Hoofdstuk IV Aanvullende bepalingen

 

 

Artikel 9 Belastingjaar

Het belastingjaar is gelijk aan het kalenderjaar.

 

Artikel 10 Wijze van heffing

  • 1.

    De belasting en de rechten bedoeld in hoofdstuk 1.1 respectievelijk hoofdstuk 2.1 van de tarieventabel worden geheven bij wege van aanslag.

  • 2.

    De belasting en de rechten bedoeld in hoofdstuk 1.2 respectievelijk hoofdstuk 2.2 van de tarieventabel worden geheven door middel van een mondelinge dan wel een gedagtekende schriftelijke kennisgeving waarop het gevorderde bedrag is vermeld. Het gevorderde bedrag wordt mondeling, dan wel door toezending of uitreiking van de schriftelijke kennisgeving aan de belastingschuldige bekendgemaakt.

 

Artikel 11 Ontstaan van de belastingschuld en heffing naar tijdsgelang

  • 1.

    De belasting en de rechten bedoeld in hoofdstuk 1.1 respectievelijk hoofdstuk 2.1 van de tarieventabel zijn verschuldigd bij het begin van het belastingjaar of, zo dit later is, bij de aanvang van de belastingplicht.

  • 2.

    Indien de belastingplicht in de loop van het belastingjaar aanvangt, is de belasting verschuldigd voor zoveel twaalfde gedeelten van de voor dat jaar verschuldigde belasting als er in dat jaar, na de aanvang van de belastingplicht nog volle kalendermaanden overblijven.

--------------------------------------------------

Korte opdracht 1 => Met welk tijdvak valt het belastingjaar volgens het brondocument samen?
Korte opdracht 2 => Geef het stuk van het brondocument tussen "Artikel 9 Belastingjaar" en "wege van aanslag.", beide inbegrepen, woordelijk terug.

Aangeleverde gegevens =>

--------------------------------------------------

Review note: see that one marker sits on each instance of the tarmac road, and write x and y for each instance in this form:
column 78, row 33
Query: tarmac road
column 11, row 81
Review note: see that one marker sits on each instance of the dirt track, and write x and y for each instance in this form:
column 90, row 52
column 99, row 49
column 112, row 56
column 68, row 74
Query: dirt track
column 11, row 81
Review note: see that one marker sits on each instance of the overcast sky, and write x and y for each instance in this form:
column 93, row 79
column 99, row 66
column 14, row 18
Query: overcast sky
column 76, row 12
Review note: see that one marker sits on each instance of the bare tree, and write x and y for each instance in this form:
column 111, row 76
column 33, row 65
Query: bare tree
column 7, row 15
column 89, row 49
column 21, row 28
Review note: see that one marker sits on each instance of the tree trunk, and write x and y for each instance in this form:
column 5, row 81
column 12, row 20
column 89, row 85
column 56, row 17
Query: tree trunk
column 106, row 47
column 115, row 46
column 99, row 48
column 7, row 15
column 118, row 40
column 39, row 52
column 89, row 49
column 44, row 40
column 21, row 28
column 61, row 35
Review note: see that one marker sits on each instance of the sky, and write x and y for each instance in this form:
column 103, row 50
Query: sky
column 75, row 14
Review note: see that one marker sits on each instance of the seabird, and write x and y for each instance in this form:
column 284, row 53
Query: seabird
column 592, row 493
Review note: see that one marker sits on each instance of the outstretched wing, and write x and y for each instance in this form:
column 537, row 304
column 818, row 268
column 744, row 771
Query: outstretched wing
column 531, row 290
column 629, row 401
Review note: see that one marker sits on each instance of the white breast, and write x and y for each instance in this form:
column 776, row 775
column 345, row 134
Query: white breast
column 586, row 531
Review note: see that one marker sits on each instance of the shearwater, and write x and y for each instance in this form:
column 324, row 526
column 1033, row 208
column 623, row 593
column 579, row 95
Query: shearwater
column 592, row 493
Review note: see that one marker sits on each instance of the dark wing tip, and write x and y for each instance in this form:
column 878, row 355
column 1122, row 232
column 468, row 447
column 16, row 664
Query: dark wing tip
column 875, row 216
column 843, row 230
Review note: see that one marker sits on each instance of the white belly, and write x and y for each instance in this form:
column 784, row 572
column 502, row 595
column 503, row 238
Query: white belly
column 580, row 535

--------------------------------------------------

Volledige uitwerking 1 => Met het kalenderjaar.

Volledige uitwerking 2 =>
Artikel 9 Belastingjaar

Het belastingjaar is gelijk aan het kalenderjaar.

 

Artikel 10 Wijze van heffing

  • 1.

    De belasting en de rechten bedoeld in hoofdstuk 1.1 respectievelijk hoofdstuk 2.1 van de tarieventabel worden geheven bij wege van aanslag.